• [Задания для работы]:
• 1. Ответьте по тексту о профилактике срыва на вопросы:
(а) Сколько лет Максиму и чем он занимается?
(б) Что часто используют для преодоления отрицания болезни?
(в) Где находится булочная, в которую ходил Максим?
• 2. Перепишите без изменений фрагмент текста о профилактике срыва от слов "Для большего прояснения" до слов "Не тянуло вовсе.".
• 3. Напишите продолжение текста о профилактике срыва, начиная сразу после его последней фразы.

• [Исходный текст]:
На следующем этапе им предлагается прочитать список опасностей, грозящих срывом:
Бывать в местах, где Вы раньше получали “кайф”, встречаться с наркоманами, видеть наркотики.
Негативные чувства: злость, печаль, одиночество, вина, страх, нетерпение и т.д.
Новое задание требует проранжировать эти ситуации по степени опасности для себя. На занятиях обсуждается, какие мысли и чувства возникают у пациентов при встрече с этими опасностями.
Для большего прояснения данной стороны проблемы и преодоления отрицания болезни часто используются ролевые игры. Вот пример работы с одним из пациентов.
Максим. 22 года, студент. Диагноз - опийная наркомания второй степени. Стаж употребления наркотика - два года; проходил курс лечения в анонимном кабинете НД №6, прошел детоксикацию; после четырех сессий с психологом и месяца “чистоты”, сорвался. Вернулся к занятиям после срыва.
- Я не понимаю, как я сорвался. Все было нормально. Я жизнь увидел. Не тянуло вовсе.
- Что происходило в день срыва?
- Я проснулся, ночью снились наркотики, как я “мучу”, утром я сразу начал звонить.
- А за день до этого?
- Во вторник я дома был, занимался, обед сделал.
- Кто-нибудь звонил? Ты с кем-нибудь ссорился? Или просто разговаривал?
- Нет, вечером с мамой, все нормально, днем тоже, я за хлебом сходил, она была довольна.
- Так ты выходил?
На 20 минут.
У тебя булочная далеко?
Нет, в соседнем подъезде. Я друга встретил.
(Пример 2)
Выясняется, что Максим минут пять поговорил со старым знакомым, в компании с которым он впервые попробовал героин. О наркотиках речь не шла. Психолог предлагает поставить сцену встречи. На полу кабинета проводится воображаемая линия от места, где Максим увидел друга, до места, где они разговаривали. Максим становится “за 100 метров”.
- Я вижу: стоит пацан, кажется, это Колян.
- Проговори, что ты думаешь.

Сохранённые записи набора данных:
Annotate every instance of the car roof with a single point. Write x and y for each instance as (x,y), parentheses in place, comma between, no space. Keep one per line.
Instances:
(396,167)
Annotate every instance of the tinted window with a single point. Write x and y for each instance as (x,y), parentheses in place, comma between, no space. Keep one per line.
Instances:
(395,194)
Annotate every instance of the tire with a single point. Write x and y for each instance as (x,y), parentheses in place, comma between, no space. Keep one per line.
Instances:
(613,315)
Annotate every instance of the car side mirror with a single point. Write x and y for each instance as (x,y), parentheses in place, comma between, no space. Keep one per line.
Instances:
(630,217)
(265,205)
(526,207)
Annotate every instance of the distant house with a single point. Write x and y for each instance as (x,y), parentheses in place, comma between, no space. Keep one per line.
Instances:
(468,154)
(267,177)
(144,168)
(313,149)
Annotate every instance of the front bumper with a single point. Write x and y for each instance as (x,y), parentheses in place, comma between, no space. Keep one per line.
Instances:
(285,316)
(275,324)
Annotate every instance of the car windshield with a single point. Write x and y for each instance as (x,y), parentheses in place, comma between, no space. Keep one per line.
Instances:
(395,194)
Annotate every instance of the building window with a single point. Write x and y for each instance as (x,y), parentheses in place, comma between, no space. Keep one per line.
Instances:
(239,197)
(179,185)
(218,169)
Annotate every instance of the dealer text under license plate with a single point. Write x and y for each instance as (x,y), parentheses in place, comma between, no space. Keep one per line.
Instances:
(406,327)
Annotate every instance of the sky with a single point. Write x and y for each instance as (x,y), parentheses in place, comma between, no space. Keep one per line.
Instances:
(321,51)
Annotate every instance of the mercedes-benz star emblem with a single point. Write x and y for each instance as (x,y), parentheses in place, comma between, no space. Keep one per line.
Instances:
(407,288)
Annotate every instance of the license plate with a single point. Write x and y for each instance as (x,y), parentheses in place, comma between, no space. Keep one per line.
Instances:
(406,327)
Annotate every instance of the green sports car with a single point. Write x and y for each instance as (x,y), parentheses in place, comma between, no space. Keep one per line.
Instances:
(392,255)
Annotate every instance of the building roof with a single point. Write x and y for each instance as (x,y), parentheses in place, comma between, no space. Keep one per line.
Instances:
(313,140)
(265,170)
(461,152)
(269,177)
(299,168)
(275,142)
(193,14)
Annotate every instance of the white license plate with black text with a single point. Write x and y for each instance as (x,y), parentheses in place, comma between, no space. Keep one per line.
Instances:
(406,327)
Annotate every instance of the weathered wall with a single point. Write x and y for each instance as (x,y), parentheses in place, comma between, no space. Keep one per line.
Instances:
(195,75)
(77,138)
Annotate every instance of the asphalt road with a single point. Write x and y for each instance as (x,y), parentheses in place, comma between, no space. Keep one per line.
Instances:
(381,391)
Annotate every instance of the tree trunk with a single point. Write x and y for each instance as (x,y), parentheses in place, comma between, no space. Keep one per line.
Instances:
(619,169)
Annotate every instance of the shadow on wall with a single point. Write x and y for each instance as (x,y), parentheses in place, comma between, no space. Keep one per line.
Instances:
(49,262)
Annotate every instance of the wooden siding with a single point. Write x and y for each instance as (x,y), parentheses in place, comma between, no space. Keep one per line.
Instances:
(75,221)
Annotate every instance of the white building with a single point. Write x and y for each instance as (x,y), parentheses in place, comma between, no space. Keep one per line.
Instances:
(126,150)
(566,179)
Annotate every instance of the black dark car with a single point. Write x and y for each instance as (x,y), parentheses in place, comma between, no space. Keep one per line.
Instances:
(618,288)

• [Ответы к заданиям]:
• 1.
(а) Максиму 22 года, он студент.
(б) Ролевые игры.
(в) В соседнем подъезде.

• 2.
Для большего прояснения данной стороны проблемы и преодоления отрицания болезни часто используются ролевые игры. Вот пример работы с одним из пациентов.
Максим. 22 года, студент. Диагноз - опийная наркомания второй степени. Стаж употребления наркотика - два года; проходил курс лечения в анонимном кабинете НД №6, прошел детоксикацию; после четырех сессий с психологом и месяца “чистоты”, сорвался. Вернулся к занятиям после срыва.
- Я не понимаю, как я сорвался. Все было нормально. Я жизнь увидел. Не тянуло вовсе.

• 3.
- Подойти - не подойти? Ну, это, наверное, Колян, надо подойти, поговорить. Нет, не подойду, вдруг он “вставился” (под кайфом). Ну и что? Я же лечусь, я ему скажу: “Завязывай, пацан” и т.д.
По просьбе психолога делает два шага - теперь он “за 50 метров”. Невербальные признаки волнения.
- А что ты сейчас думаешь?
- Под дозой или нет? Под дозой или нет? Заговорит со мной об этом или нет? Что я отвечу, если предложит “замутить”? Конечно, нет... Надо проверить себя.
Еще через два шага - довольно-таки формальный диалог. Невербальные признаки сильной тревоги.
- Похоже, ты взволнован. Разговор вроде нормальный. Что тебя тревожит?
- Он трезвый, но дергается; я боюсь, что он предложит “замутить”. И жду этого.
Он не предлагает. Говорить, вроде, не о чем. Я вспомнил, как он “по вене промазал”, был синяк. Меня сейчас затрясет. Я хочу, чтобы он предложил. И т.д.
(Пример 3)
В подобной работе пациенты учатся распознавать, каким образом автоматические мысли о наркотиках, а также о местах или друзьях, связанных с их употреблением, вызывают негативные эмоции и провоцируют “тягу”. Обращает на себя внимание тот факт, что, хотя во внешнем плане в приведенном нами примере разговора о наркотиках не было, во внутреннем - главной темой диалога были наркотики. И теперь пациент понимает это, в отличие от начала нашего обсуждения, когда он утверждал совсем другое.
А вот рассказ о предотвращенном срыве пациентки.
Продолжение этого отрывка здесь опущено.